CONSIGNES DE L'EXERCICE:
1 – Dans l'appel à contributions, reprenez sous forme de liste plus courte le paragraphe qui commence par « Les jeux peuvent apparaître ». Conservez ses faits principaux.
2 – Recopiez le passage de l'appel à contributions qui s'ouvre sur les mots contenant « 22 janvier 2020 » et se clôt sur « en quoi consistent-elles ? ».

EXTRAIT DU TEXTE:
◇ ◇ ◇ ◇

Actualité
Appels à contributions
Le jeu et ses formes dans la littérature (Bordeaux)

Le jeu et ses formes dans la littérature (Bordeaux)

Publié le par Université de Lausanne (Source : Joy Courret Lidia Sánchez de Las Cuevas)

Le jeu et ses formes dans la littérature 

Université Bordeaux Montaigne

22 janvier 2020

 

Cette initiative doctorante a pour objectif la tenue d’une journée d’étude autour du couple jeu-littérature. Nous souhaiterions nous intéresser aux interactions de ces deux phénomènes et à leurs implications : Quels jeux sont représentés dans les romans ? Comment y sont-ils représentés ? En quoi un poème est le résultat d’un ensemble de jeux de mots et de paroles ? Pourquoi appelons-nous "jeu dramatique" la représentation théâtrale ? Le contrat de lecture peut-il être considéré comme un jeu entre l’auteur et le lecteur ? Dans ce cas, qui établit les règles de ce jeu et en quoi consistent-elles ?

Le jeu est généralement compris comme une activité ou pratique soumise la plupart du temps des règles que les joueurs doivent respecter afin de pouvoir gagner. Cette pratique est souvent destinée au divertissement ou à faire passer agréablement le temps de celui qui s’y livre. Mais le concept de jeu n'est pas aussi univoque qu'il n'y paraît de prime abord. L. Wittgenstein, dans Recherches philosophiques, le considère comme « un concept aux contours flous ». Il n’existe pas une définition unique du concept de jeu. En effet, comme le philosophe l’indique, les ressemblances apparaissant entre certains jeux disparaissent dans d’autres. L'historien Johan Huizinga et le sociologue Roger Caillois ont travaillé à leurs propres théories sur ce thème du jeu en relation avec le sacré et la culture. Huizinga en fait l'étude complète dans son ouvrage Homo Ludens publié en1938. Quant à Caillois, c'est dans Les jeux et les hommes, paru en 1958, qu'il vient ajouter son regard de sociologue. Dans cet ouvrage il développe une classification en quatre types qu’il baptise : « agon », « alea », « mimicry » et « ilinx ». Pour Johan Huizinga, le jeu représente une action qui permet de sortir de la réalité et de la vie courante, tout en respectant les limites spatio-temporelles que cette activité ludique implique. Entremêlé à l'apport de Huizinga, Caillois insiste sur l'incertitude du jeu, en effet, son issue n'est jamais établie à l'avance. Le jeu est appréhendé par les deux spécialistes comme une pratique humaine régissant la société et ses composantes. Cet ensemble de points de vue est particulièrement intéressant pour nous car il implique une diversité qui est représentée dans une multitude de formes et d'applications différentes. Plusieurs types de jeux se sont développés de multiples façons au cours de l'histoire littéraire. Leurs représentations, leurs fonctions et leurs formes sont riches et variées. Afin d'explorer les jeux et leurs formes dans la littérature, cette journée pourra s’articuler autour de quatre axes suivants :

1- La représentation du jeu dans le récit littéraire

Les jeux peuvent apparaître comme faisant partie des mœurs d’une société dans laquelle les personnages se trouvent. Nous avons ainsi connaissance des jeux anciens qui ne se pratiquent plus de nos jours et d’autres qui, au contraire, sont toujours pratiqués : le billard, les boules, le croquet, les échecs, les dés, l’oie, l’osselet… Les maisons de jeux, comme le casino, peuvent fonctionner comme des espaces dans le récit. C’est ainsi le cas dans La novela de Don Sandalio, jugador de ajedrez de Miguel de Unamuno. Dans cette nouvelle le casino est le lieu principal où l’action se déroule et cet espace acquiert une fonction fondamentale dans la construction du récit. Les personnages eux-mêmes peuvent être des joueurs, comme le personnage principal dans Le joueur d’échecs de Stefen Zweig ou dans le roman Le joueur de Dostoïevski, dans lequel le personnage, plongé dans la pauvreté et la détresse sociale, souffre d'une addiction intense au jeu qui le fait sombrer dans un gouffre encore plus profond. Le jeu ici perd sa dimension ludique et amusante pour aliéner le protagoniste. Le jeu, osons le dire, se joue littéralement du personnage.

◇ ◇ ◇ ◇

[Entrées d'annotation de la position des objets]

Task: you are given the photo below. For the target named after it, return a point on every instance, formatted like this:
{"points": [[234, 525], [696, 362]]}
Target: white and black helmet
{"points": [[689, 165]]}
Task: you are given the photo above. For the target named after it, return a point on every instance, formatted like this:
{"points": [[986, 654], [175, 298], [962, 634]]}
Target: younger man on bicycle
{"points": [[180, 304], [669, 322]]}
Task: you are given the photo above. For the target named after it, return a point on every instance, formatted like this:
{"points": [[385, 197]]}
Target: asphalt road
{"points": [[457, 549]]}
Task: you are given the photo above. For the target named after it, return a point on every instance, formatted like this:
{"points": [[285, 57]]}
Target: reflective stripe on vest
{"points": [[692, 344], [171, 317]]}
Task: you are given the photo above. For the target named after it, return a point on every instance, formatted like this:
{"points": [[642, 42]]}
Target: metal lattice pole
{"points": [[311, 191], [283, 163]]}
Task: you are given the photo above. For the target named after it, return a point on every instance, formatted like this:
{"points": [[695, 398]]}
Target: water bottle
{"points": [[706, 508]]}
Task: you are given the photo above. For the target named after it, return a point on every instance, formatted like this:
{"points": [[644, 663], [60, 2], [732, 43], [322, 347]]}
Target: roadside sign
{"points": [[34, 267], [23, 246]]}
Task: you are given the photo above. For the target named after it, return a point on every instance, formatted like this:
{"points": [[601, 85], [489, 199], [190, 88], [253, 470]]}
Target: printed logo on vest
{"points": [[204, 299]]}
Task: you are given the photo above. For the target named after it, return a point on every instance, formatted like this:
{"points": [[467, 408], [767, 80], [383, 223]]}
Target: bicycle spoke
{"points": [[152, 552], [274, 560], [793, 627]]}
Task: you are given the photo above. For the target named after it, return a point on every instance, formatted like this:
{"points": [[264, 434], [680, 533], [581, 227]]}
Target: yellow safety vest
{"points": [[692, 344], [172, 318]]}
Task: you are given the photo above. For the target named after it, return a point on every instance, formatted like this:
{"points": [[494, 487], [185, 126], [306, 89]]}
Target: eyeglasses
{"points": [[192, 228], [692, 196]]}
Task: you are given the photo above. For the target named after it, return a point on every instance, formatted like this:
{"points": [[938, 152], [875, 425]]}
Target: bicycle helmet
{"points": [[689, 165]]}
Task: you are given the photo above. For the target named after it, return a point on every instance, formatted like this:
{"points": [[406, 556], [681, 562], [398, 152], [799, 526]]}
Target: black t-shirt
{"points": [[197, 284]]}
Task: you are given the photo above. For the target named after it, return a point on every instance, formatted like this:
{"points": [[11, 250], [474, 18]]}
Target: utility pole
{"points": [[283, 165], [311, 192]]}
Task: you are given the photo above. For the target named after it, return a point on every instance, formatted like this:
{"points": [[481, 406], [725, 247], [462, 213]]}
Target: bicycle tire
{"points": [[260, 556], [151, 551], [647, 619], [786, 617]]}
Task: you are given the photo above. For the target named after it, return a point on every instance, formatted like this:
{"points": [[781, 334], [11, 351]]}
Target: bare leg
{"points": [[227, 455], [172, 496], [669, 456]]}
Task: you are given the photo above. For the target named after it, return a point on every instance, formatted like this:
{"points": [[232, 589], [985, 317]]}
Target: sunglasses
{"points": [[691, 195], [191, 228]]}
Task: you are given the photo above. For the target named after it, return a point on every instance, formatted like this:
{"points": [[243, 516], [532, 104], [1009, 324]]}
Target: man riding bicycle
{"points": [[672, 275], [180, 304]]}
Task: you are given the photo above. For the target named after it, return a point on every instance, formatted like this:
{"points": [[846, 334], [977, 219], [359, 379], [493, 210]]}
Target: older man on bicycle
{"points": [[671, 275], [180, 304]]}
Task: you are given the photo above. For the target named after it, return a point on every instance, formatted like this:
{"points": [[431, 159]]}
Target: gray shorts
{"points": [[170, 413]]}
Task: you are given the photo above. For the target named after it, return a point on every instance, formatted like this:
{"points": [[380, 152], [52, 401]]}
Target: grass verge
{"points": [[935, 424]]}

◇ ◇ ◇ ◇

CORRIGÉ PAR CONSIGNE:
1 –
- Les jeux peuvent faire partie des mœurs de la société où se trouvent les personnages. Certains jeux anciens ne se pratiquent plus, d'autres se pratiquent encore : billard, boules, croquet, échecs, dés, oie, osselet…
- Les maisons de jeux, comme le casino, peuvent servir d'espaces dans le récit. Dans La novela de Don Sandalio, jugador de ajedrez de Miguel de Unamuno, le casino est le lieu principal de l'action et joue un rôle fondamental dans la construction du récit.
- Les personnages peuvent eux-mêmes être des joueurs. C'est le cas du personnage principal du Joueur d'échecs. C'est aussi le cas du héros du Joueur de Dostoïevski : pauvre et en détresse sociale, il sombre plus profondément à cause de son addiction au jeu.
- Le jeu perd alors sa dimension ludique et aliène le protagoniste.

2 –
22 janvier 2020

 

Cette initiative doctorante a pour objectif la tenue d’une journée d’étude autour du couple jeu-littérature. Nous souhaiterions nous intéresser aux interactions de ces deux phénomènes et à leurs implications : Quels jeux sont représentés dans les romans ? Comment y sont-ils représentés ? En quoi un poème est le résultat d’un ensemble de jeux de mots et de paroles ? Pourquoi appelons-nous "jeu dramatique" la représentation théâtrale ? Le contrat de lecture peut-il être considéré comme un jeu entre l’auteur et le lecteur ? Dans ce cas, qui établit les règles de ce jeu et en quoi consistent-elles ?